GOAL => Please copy exactly the lines that begin with the one containing "Objective — for the jeep grille" and end with the last line of the entries.

⁂

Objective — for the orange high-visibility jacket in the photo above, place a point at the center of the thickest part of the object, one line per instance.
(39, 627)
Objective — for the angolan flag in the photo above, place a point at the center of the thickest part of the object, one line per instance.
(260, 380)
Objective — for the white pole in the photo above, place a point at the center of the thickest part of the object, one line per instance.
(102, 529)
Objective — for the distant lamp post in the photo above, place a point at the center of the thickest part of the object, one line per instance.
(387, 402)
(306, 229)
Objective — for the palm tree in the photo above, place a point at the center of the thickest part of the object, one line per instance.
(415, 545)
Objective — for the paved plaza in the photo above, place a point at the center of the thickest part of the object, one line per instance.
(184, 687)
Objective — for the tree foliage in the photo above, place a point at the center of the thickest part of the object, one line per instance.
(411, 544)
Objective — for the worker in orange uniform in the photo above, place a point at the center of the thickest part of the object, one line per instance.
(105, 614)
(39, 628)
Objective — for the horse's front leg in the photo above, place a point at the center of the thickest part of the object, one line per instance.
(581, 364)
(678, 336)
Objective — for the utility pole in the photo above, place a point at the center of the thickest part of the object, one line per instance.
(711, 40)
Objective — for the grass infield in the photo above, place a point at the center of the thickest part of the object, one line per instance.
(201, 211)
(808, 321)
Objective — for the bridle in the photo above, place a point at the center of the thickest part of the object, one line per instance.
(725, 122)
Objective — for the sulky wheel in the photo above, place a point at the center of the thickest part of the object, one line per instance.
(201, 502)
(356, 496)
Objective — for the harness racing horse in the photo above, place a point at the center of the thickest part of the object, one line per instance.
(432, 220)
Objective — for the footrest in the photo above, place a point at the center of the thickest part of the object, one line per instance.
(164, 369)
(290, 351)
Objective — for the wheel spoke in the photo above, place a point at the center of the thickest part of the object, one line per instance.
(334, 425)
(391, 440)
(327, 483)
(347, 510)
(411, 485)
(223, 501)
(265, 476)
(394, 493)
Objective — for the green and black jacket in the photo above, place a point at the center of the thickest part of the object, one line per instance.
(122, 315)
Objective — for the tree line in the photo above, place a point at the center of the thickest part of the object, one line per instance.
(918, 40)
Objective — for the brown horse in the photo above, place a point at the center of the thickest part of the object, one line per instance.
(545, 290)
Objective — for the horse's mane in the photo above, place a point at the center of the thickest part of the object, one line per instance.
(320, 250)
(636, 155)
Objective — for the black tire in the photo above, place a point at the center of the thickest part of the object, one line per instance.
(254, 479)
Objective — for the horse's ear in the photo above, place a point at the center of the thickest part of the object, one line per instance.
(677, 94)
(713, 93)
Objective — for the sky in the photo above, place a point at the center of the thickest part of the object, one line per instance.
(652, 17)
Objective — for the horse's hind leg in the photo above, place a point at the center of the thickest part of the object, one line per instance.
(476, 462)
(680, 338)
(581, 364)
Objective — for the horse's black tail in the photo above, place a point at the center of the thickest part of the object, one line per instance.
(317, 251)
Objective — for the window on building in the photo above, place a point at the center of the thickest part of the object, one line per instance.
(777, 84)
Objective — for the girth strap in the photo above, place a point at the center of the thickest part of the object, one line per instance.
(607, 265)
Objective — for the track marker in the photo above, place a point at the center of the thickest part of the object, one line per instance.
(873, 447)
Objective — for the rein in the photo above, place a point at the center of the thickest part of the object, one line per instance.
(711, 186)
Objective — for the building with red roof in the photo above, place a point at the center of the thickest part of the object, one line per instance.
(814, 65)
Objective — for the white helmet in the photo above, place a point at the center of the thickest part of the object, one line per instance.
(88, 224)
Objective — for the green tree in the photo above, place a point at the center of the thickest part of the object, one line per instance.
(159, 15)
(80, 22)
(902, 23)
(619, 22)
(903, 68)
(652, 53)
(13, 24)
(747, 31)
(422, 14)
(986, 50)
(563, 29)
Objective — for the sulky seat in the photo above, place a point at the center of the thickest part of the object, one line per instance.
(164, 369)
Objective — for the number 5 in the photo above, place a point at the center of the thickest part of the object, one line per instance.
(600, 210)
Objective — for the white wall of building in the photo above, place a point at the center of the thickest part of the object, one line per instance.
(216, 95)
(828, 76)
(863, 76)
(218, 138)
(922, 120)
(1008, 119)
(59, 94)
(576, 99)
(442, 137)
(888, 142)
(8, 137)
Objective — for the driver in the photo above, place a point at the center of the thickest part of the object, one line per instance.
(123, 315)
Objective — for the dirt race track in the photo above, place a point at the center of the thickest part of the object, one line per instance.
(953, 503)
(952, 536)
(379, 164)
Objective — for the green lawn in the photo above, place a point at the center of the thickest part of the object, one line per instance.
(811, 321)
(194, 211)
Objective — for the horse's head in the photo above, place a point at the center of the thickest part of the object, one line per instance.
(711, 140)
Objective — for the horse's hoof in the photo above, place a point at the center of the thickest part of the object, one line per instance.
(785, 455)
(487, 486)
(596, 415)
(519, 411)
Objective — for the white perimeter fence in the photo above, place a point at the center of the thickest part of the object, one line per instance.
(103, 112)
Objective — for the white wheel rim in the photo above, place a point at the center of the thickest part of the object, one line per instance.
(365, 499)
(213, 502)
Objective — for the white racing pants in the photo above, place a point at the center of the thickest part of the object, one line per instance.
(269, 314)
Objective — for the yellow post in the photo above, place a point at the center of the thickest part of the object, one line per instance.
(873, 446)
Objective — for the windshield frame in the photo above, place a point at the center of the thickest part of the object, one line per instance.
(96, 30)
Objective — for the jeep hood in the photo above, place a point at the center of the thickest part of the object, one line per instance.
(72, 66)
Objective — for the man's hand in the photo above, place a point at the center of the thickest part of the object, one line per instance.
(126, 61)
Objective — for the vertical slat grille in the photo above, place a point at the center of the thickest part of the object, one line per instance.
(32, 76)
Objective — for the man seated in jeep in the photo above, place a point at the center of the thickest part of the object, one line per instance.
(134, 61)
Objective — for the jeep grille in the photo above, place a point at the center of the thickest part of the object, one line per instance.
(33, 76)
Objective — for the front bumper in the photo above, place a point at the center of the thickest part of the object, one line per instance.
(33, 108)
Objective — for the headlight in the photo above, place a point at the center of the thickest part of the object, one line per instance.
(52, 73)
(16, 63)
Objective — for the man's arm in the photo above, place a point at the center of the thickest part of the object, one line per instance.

⁂

SOLUTION TO THIS EXERCISE =>
Objective — for the jeep grille in the photo above, place a point at the center of the thickest part of the object, one line per instance.
(33, 76)
Objective — for the front bumper in the photo above, place a point at the center of the thickest part of the object, one line per instance.
(33, 108)
Objective — for the headlight in the photo above, place a point at the center of the thickest part of the object, one line per instance.
(52, 73)
(16, 63)
Objective — for the man's arm in the photo above, place a point at the center of the thickest part of the object, one line per instance.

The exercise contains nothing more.